WHAT IS EXPECTED: From the line containing "Q: Tag each instance of the dirty" down to the last line of the material, return those lines verbatim and only those.

§ §

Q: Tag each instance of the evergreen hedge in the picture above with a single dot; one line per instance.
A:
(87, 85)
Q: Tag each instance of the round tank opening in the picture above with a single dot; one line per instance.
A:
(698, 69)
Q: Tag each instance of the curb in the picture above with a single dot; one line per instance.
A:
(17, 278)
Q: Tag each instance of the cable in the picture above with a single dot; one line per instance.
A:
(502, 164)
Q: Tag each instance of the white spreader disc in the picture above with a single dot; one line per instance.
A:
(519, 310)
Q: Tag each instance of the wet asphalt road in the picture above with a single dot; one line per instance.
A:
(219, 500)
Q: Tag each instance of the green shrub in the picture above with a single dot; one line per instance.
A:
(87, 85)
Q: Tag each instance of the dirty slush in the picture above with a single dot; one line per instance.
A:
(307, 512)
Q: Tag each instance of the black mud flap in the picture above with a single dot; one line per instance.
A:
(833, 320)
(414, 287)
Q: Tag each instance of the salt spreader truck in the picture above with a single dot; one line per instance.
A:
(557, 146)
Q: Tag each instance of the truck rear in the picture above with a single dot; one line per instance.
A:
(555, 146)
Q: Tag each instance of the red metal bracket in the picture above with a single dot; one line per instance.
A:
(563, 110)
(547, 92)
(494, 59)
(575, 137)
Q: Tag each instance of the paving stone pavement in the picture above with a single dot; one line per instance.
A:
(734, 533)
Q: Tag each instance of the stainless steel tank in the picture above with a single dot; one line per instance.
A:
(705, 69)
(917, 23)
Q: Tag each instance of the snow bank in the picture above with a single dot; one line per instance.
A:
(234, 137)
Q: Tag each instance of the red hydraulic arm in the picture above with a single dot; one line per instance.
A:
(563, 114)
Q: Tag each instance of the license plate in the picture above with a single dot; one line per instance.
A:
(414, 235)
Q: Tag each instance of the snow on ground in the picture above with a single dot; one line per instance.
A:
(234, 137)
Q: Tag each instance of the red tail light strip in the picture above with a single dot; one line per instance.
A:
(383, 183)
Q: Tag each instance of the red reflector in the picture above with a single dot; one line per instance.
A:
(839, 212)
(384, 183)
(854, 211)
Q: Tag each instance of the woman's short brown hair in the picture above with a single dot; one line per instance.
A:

§ §

RESPONSE:
Q: Tag each instance of the dirty slush in the picture above with a single dot; one line per instance.
A:
(307, 512)
Q: Tag each instance of the black mud flap in the picture above with a single dot; one line per instance.
A:
(833, 320)
(414, 287)
Q: Tag each instance of the salt spreader truck in the picture above with a single dot; one line per instance.
A:
(557, 146)
Q: Tag each instance of the truck rear in the picture above with a single dot; one line per instance.
A:
(555, 146)
Q: Tag each instance of the red metal bracket in the picture above with a single dot; one line per instance.
A:
(563, 110)
(547, 92)
(494, 59)
(575, 137)
Q: Tag each instance of the paving stone pavement in the picture above with a single dot; one line per instance.
A:
(734, 533)
Q: Tag each instance of the stainless steel tank in the picture above with a single dot; one line per instance.
A:
(705, 69)
(917, 23)
Q: Tag each instance of the snow bank in the picture above with a single dot; one line per instance.
A:
(234, 137)
Q: Tag each instance of the red hydraulic arm in the picture above with a single dot; one line per instance.
A:
(563, 114)
Q: Tag each instance of the license plate in the picture above with a single dot; one line per instance.
A:
(414, 235)
Q: Tag each instance of the snow on ground in the picture above with a single dot; one line per instance.
A:
(234, 137)
Q: Tag each instance of the red tail light strip in the picture above with a single dot; one line per instance.
A:
(383, 183)
Q: Tag each instance of the red reflector in the picture above with a single dot; one line per instance.
A:
(839, 212)
(384, 183)
(854, 211)
Q: Tag each instance of the woman's short brown hair in the picture above with a single dot; one line per instance.
A:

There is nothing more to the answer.